Team
SnorDmiR
Team manager: Cavaille Jérôme
Our team is committed to advancing the understanding of antisense small non-coding RNAs, with a particular emphasis on two key families: small nucleolar RNAs of the C/D box family (SNORDs) and microRNAs (miRNAs). Both SNORDs and miRNAs are extensively characterized with respect to their structure, associated protein partners, and the molecular mechanisms through which they regulate gene expression. Briefly, these small regulatory RNAs function as antisense RNAs by forming base-pairing interactions with other cellular RNAs – mRNAs, rRNAs, tRNAs and U-snRNAs – thereby playing a critical role in the fine-tuning of post-transcriptional gene expression. SNORDs direct the site-specific modification of rRNAs, U-snRNAs, and tRNAs, primarily through 2′-O-ribose methylation and N4-acetylcytidine modifications. miRNAs regulate gene expression by inhibiting mRNA translation and/or promoting the degradation of target mRNAs
A major challenge in understanding miRNA function arises from their short and imperfect base-pairing interactions with mRNAs. This implies that a single miRNA can theoretically regulate dozens, if not hundreds, of different mRNAs. Conversely, a single mRNA may be targeted by multiple miRNAs. As a result, the vast number of potential combinatorial interactions makes it challenging to identify which miRNA-mRNA pairs are biologically significant, complicating efforts to fully understand the precise regulatory roles of miRNAs in gene expression. SNORD-directed 2’-O-methylations and N4-acetylcytidine modifications are believed to fine-tune the secondary and tertiary structures of rRNAs, U-snRNAs, or tRNAs, thereby influencing processes such as pre-mRNA splicing and mRNA translation. However, the functional impact of individual RNA modifications is often subtle, as the loss of a single modification typically does not result in overt phenotypic changes in multicellular organisms.
To explore the biological and evolutionary significance of SNORD- and miRNA-mediated regulation, we employ a multidisciplinary approach that integrates gene knockouts, genome-wide techniques based on next-generation sequencing, and comprehensive phenotypic analyses (encompassing physiology, behavior, and metabolism). This approach is applied across various model systems, including mice, cultured human cells, zebrafish, and Drosophila. We are particularly interested in studying atypical miRNAs and SNORDs whose gene expression is regulated by genomic imprinting, an epigenetic mechanism that results in monoallelic expression based on the parental origin of the alleles. In this context, our research specifically focuses on brain function and placentation.

Segmentation mask data
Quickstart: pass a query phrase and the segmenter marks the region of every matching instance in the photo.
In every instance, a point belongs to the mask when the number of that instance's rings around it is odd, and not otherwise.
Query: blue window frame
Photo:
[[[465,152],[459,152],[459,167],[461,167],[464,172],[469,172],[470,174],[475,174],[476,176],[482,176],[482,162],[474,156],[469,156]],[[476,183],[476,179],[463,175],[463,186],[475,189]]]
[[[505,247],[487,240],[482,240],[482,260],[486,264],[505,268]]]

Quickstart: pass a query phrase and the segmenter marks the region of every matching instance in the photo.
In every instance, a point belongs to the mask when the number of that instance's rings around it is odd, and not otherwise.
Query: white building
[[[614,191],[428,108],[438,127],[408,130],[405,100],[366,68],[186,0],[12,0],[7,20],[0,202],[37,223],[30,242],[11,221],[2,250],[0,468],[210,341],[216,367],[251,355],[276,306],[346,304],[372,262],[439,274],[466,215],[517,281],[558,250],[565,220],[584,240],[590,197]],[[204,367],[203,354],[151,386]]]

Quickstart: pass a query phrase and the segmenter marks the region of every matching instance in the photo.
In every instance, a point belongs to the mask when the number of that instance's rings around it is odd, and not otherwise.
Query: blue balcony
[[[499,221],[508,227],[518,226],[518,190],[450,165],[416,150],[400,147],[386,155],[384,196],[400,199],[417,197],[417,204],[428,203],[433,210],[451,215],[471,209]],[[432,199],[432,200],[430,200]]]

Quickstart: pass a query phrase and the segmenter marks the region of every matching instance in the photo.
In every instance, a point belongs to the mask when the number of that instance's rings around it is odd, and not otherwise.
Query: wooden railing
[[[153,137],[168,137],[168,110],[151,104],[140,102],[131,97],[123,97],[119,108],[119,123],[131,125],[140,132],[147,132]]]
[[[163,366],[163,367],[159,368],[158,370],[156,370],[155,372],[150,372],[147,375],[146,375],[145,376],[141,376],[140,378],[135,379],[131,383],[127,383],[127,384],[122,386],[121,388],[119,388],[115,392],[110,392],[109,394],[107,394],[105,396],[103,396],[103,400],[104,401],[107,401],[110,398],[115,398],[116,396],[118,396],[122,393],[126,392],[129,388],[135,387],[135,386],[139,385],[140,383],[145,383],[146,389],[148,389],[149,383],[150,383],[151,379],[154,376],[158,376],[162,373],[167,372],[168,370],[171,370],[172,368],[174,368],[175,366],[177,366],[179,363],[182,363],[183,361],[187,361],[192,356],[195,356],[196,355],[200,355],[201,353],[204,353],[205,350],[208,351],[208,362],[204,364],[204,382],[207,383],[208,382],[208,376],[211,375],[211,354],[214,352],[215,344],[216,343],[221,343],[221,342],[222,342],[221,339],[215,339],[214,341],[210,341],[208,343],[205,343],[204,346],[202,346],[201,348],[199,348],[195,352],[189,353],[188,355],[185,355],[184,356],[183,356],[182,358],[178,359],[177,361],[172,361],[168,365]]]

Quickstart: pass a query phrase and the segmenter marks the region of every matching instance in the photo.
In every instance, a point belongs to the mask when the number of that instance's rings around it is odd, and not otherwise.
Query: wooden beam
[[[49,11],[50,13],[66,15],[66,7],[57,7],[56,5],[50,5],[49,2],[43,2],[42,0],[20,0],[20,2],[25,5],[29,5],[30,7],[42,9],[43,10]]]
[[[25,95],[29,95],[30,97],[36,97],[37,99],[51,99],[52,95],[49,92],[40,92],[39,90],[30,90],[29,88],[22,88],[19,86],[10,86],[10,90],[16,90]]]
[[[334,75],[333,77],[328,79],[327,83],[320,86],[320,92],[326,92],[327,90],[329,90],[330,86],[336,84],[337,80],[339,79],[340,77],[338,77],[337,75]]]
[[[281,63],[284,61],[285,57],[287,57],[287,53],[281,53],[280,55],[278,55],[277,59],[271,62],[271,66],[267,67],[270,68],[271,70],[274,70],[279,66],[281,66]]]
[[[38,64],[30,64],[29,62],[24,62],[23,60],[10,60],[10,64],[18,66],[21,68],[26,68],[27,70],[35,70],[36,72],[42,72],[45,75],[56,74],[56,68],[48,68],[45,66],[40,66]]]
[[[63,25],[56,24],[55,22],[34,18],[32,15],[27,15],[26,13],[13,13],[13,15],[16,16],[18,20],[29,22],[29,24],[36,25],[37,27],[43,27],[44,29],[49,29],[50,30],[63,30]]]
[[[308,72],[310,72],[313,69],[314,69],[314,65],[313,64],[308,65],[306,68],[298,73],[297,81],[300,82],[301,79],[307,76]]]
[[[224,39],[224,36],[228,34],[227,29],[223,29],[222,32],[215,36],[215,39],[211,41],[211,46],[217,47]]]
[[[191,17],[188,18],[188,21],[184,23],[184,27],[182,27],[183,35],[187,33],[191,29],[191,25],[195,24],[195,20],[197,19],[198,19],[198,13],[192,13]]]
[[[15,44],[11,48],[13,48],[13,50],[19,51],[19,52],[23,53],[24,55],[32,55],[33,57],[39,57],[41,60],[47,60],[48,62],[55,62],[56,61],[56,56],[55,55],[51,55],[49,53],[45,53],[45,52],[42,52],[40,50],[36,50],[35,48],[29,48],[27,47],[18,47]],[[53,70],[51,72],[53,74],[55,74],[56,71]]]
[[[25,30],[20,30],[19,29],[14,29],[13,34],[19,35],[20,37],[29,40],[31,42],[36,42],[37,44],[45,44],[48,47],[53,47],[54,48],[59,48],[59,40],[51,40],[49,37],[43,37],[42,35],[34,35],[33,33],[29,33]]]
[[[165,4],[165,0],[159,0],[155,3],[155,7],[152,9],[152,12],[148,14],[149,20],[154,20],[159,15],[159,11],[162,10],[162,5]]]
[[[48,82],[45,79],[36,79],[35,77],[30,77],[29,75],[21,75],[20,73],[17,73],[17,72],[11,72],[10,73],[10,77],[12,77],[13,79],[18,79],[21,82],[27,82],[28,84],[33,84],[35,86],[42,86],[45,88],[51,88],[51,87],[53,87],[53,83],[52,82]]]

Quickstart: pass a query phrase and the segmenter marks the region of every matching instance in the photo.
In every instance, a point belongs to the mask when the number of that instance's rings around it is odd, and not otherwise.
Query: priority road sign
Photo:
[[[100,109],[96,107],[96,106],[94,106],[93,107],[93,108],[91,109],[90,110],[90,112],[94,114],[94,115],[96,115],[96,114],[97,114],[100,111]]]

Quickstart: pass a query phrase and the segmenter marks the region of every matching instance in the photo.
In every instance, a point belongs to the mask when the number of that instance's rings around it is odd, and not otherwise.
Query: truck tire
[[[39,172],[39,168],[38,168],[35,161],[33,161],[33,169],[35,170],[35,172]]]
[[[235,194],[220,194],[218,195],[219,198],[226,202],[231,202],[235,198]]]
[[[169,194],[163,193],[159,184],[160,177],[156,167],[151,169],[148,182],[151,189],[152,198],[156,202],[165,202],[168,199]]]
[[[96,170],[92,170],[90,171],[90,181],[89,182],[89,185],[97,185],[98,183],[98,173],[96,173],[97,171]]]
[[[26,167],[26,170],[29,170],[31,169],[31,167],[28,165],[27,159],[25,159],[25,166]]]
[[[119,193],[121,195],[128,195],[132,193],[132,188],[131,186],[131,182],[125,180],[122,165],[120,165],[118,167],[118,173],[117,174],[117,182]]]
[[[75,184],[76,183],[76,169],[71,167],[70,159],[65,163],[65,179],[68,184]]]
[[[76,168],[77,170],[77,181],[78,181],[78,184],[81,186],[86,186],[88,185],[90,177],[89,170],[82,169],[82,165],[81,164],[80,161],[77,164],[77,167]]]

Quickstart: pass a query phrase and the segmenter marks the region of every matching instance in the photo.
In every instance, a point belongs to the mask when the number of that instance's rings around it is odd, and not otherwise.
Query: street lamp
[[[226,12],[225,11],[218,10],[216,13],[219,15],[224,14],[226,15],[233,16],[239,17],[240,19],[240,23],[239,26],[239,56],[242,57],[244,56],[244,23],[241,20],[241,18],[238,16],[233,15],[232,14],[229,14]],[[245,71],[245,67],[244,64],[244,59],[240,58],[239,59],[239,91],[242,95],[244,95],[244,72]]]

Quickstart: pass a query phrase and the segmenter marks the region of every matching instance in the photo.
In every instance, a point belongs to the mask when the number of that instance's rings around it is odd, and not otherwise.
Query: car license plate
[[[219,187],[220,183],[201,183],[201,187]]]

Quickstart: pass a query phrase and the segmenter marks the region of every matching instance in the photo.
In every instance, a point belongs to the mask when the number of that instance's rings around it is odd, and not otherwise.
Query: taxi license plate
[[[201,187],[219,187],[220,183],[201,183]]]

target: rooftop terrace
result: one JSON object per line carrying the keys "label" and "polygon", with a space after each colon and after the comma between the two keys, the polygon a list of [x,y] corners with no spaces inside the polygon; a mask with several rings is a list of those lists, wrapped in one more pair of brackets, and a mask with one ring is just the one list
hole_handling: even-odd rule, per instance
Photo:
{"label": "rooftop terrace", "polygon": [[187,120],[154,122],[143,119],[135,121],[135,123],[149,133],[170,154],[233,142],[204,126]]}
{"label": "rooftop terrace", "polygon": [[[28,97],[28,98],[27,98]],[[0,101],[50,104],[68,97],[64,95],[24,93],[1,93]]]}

Work required. In the team description, copy everything from "To explore the" down to "function and placentation.", swapping "zebrafish" for "medaka".

Answer to the exercise.
To explore the biological and evolutionary significance of SNORD- and miRNA-mediated regulation, we employ a multidisciplinary approach that integrates gene knockouts, genome-wide techniques based on next-generation sequencing, and comprehensive phenotypic analyses (encompassing physiology, behavior, and metabolism). This approach is applied across various model systems, including mice, cultured human cells, medaka, and Drosophila. We are particularly interested in studying atypical miRNAs and SNORDs whose gene expression is regulated by genomic imprinting, an epigenetic mechanism that results in monoallelic expression based on the parental origin of the alleles. In this context, our research specifically focuses on brain function and placentation.